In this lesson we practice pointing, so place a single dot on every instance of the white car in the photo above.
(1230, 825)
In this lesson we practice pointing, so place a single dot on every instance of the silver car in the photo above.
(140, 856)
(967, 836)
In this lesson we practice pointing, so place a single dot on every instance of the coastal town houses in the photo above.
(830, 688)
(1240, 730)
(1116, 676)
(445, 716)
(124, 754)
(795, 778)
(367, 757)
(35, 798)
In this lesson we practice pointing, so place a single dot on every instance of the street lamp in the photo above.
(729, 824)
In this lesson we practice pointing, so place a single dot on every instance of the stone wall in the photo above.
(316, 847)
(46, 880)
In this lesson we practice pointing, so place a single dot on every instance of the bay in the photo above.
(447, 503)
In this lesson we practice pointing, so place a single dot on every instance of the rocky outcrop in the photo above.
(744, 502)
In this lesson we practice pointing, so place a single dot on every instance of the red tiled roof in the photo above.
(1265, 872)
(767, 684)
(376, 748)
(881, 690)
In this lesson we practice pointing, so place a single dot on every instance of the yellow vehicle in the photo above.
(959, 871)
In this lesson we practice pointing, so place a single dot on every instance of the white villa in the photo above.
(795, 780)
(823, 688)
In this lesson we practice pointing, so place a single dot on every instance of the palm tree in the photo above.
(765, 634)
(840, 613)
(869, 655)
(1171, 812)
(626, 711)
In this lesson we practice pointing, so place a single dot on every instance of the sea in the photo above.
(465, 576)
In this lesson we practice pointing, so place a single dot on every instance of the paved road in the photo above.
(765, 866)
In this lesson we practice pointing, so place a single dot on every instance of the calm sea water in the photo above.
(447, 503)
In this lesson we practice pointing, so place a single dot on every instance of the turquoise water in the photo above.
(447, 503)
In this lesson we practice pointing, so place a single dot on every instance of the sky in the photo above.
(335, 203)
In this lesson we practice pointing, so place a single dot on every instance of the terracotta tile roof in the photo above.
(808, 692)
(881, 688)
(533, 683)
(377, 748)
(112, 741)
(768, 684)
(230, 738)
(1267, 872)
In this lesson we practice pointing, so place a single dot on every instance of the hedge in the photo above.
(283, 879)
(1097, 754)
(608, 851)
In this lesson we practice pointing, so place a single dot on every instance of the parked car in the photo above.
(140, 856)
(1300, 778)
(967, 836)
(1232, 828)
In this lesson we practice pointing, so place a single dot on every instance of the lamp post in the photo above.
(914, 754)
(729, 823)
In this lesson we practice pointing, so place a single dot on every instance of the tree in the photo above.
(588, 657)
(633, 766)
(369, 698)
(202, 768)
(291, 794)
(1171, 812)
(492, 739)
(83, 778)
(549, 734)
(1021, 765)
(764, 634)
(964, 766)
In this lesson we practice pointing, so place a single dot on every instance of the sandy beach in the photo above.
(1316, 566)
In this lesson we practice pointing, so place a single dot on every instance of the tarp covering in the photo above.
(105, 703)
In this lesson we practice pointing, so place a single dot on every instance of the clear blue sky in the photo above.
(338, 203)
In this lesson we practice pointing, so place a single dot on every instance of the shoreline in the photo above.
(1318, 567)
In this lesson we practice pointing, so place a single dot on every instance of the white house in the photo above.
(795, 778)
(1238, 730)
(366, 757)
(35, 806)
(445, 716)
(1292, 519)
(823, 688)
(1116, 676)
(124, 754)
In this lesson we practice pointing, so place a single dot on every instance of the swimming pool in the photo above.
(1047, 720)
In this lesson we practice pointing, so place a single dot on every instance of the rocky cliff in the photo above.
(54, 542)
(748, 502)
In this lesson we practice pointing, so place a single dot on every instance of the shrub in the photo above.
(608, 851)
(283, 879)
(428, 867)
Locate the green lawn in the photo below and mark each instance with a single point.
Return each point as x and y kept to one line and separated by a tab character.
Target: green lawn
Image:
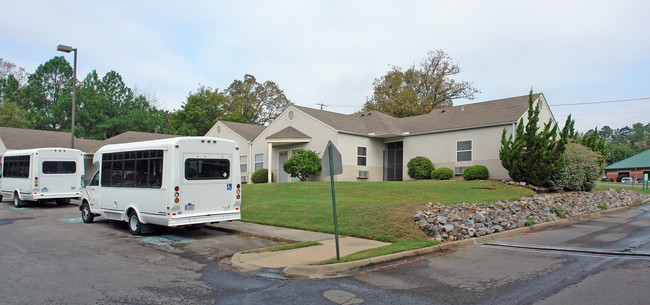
376	210
623	186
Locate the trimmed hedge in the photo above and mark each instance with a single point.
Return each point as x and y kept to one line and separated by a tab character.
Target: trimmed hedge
476	172
260	176
581	169
442	173
420	168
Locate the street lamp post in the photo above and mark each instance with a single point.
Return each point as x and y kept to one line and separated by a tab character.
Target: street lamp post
68	49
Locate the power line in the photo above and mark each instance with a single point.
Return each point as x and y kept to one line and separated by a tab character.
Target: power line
604	102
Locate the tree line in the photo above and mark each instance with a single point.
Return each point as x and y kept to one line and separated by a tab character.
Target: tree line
106	106
622	143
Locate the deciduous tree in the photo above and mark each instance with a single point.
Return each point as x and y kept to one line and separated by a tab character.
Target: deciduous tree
199	113
254	102
418	91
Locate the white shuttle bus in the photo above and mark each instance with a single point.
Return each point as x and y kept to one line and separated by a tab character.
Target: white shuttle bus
42	174
170	182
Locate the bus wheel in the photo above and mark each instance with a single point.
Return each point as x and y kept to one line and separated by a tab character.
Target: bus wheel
135	227
17	202
86	215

****************************************

Take from the entries every line that has the string "green".

Response>
Locate the green lawn in the photo below and mark each instance with a single point.
Target: green lawn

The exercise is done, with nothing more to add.